» Goal: Collect every line in the listing below that contains the word "beach", copying each one in full.

» Given records:

|---|

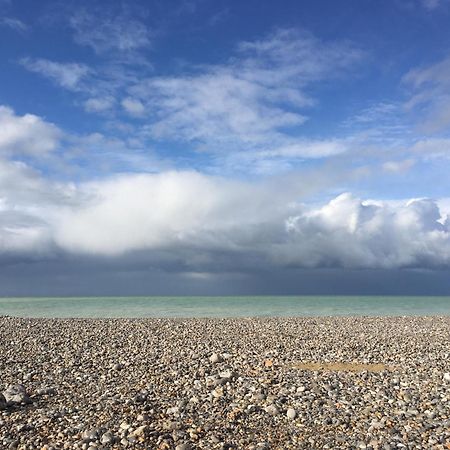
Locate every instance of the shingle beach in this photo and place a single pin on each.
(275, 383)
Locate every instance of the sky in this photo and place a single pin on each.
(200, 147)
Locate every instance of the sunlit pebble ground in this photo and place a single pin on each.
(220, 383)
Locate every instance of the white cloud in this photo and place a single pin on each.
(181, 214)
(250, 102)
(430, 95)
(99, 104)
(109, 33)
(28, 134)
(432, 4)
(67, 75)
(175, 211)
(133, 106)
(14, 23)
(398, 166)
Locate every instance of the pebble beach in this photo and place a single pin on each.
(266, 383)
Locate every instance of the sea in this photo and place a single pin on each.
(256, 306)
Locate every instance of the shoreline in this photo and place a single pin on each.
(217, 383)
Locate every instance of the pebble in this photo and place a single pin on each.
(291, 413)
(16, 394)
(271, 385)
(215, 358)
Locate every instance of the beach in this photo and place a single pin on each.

|---|

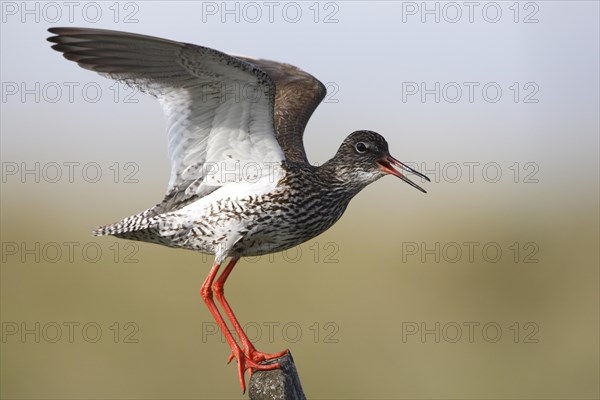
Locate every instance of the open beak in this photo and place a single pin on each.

|---|

» Correct answer:
Locate every instance of the shingle beach in this photo and place a single pin on each.
Locate every instance of the pebble beach in this photo and place a single pin on each.
Locate every instance of the beach in this photo and place a single pin on each.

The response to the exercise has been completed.